● **Directions for this task**
Copy the lines of the records below exactly, starting at the line that contains "Task: Where can the safety" and ending at the last line of the records.

(Collected data)
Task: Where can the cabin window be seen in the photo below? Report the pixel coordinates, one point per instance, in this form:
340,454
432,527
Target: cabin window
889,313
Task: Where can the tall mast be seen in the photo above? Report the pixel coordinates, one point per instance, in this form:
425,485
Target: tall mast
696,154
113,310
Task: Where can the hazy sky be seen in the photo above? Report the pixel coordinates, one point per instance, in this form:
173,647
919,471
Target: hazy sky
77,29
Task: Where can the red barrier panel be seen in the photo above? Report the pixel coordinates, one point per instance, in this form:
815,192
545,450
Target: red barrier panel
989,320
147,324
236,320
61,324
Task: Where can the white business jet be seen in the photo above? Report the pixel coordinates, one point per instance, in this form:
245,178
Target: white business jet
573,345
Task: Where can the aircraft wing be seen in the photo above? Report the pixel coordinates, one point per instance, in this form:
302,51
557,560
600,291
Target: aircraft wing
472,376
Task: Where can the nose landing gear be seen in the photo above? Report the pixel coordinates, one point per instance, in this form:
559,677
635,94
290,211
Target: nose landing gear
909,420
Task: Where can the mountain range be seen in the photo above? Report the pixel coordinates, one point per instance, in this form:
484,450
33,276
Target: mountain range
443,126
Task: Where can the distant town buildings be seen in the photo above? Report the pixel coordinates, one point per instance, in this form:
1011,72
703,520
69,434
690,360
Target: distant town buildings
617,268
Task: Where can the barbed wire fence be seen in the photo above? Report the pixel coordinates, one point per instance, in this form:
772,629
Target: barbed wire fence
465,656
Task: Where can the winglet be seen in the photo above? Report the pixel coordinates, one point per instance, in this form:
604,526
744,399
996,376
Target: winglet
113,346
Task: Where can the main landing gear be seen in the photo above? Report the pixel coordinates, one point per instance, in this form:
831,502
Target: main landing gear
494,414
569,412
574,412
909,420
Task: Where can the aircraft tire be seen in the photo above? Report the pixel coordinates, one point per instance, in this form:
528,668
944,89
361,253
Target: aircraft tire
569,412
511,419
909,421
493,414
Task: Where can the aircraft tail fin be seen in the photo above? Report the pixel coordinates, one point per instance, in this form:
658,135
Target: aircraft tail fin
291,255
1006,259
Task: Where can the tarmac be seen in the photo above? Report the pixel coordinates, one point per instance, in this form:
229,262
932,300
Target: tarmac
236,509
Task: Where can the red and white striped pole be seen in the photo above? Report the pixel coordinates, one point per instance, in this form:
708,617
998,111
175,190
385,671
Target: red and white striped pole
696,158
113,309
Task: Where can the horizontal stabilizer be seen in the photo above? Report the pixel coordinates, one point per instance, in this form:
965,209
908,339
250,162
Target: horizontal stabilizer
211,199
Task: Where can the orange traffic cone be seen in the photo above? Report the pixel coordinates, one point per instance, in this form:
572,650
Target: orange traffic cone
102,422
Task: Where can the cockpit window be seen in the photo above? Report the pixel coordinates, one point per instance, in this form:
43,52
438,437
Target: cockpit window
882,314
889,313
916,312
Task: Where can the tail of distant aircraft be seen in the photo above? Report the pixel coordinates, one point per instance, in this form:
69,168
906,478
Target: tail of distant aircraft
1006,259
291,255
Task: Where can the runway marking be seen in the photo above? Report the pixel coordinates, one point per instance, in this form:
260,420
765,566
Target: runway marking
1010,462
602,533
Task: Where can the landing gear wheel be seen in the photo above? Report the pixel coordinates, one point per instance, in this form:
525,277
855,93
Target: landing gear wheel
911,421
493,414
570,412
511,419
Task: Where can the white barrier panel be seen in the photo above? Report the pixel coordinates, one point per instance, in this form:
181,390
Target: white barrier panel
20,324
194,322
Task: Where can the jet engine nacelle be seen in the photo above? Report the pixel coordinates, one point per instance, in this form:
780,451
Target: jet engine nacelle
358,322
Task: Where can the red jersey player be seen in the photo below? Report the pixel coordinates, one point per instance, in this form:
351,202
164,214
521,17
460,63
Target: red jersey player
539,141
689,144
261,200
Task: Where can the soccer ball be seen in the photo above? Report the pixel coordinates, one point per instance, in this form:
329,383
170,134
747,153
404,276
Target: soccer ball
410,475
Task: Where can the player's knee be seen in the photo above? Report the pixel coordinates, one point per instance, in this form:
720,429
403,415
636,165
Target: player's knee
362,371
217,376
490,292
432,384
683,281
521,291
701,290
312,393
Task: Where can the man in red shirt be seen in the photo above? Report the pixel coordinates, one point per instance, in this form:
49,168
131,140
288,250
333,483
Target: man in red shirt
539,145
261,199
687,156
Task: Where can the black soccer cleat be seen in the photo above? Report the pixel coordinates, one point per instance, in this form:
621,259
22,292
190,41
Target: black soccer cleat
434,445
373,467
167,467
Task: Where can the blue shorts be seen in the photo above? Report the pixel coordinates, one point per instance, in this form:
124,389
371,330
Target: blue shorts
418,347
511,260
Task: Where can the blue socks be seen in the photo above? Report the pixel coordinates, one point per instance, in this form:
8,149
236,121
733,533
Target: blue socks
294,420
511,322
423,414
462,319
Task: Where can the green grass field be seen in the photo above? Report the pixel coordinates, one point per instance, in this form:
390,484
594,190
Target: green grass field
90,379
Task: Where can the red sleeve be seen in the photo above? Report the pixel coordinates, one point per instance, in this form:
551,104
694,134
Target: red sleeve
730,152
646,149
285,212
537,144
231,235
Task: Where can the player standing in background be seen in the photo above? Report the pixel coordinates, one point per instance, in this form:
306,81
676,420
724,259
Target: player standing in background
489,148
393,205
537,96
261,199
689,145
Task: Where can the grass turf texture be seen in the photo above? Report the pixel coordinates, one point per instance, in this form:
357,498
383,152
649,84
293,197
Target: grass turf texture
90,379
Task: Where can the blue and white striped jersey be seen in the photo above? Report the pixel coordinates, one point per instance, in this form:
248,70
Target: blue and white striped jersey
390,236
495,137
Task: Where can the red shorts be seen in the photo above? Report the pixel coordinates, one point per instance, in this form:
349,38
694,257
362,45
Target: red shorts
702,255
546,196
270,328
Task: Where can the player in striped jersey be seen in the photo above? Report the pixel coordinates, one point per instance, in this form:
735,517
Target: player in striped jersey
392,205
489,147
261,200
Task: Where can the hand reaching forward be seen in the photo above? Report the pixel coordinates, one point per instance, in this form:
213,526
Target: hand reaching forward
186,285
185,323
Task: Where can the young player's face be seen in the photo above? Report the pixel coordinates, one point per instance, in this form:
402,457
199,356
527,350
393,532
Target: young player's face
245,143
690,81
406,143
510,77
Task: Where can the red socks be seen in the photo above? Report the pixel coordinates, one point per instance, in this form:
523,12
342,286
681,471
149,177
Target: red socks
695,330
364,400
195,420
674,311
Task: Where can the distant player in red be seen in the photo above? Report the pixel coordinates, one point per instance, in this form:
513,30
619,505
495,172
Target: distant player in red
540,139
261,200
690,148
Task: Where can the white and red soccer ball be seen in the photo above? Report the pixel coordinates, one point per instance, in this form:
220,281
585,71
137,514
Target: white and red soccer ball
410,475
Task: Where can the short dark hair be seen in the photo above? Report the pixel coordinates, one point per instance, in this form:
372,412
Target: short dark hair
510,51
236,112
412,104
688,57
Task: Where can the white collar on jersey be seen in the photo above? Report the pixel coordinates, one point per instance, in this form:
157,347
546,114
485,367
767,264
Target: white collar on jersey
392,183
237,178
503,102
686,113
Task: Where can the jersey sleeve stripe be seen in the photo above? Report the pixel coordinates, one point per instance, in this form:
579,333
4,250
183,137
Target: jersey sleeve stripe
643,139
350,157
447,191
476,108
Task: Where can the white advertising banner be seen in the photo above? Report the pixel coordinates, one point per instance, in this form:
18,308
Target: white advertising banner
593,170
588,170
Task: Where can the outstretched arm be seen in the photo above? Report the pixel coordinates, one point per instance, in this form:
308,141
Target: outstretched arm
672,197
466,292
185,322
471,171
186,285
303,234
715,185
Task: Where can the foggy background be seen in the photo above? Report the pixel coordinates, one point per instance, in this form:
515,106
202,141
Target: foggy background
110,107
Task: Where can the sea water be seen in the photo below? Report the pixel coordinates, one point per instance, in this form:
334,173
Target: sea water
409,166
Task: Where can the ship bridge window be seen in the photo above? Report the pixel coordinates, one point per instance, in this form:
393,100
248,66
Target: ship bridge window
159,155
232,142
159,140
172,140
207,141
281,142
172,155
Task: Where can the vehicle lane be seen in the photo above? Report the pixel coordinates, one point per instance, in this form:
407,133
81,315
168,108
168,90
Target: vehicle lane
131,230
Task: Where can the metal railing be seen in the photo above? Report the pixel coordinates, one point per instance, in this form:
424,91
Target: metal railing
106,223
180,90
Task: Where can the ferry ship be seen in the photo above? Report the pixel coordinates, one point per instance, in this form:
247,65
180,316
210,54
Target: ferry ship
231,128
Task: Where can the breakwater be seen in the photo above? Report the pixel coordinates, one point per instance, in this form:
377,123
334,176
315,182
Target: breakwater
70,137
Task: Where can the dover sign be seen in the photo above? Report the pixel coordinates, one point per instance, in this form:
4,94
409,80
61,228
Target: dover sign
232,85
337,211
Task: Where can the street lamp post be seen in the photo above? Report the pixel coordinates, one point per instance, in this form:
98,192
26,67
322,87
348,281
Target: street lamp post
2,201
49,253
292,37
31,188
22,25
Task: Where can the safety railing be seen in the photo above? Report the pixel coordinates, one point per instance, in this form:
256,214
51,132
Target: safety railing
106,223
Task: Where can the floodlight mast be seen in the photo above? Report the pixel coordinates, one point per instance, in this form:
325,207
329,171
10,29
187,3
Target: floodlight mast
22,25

● **Answer to this exercise**
Task: Where can the safety railing be seen in the photo above? Report the pixel coordinates, one point per instance, in this form:
256,214
51,132
Target: safety railing
106,223
Task: Where can the floodlight mast be seen in the photo above? Report the pixel coordinates, one point per instance, in this form:
325,207
329,171
10,29
187,3
Target: floodlight mast
22,25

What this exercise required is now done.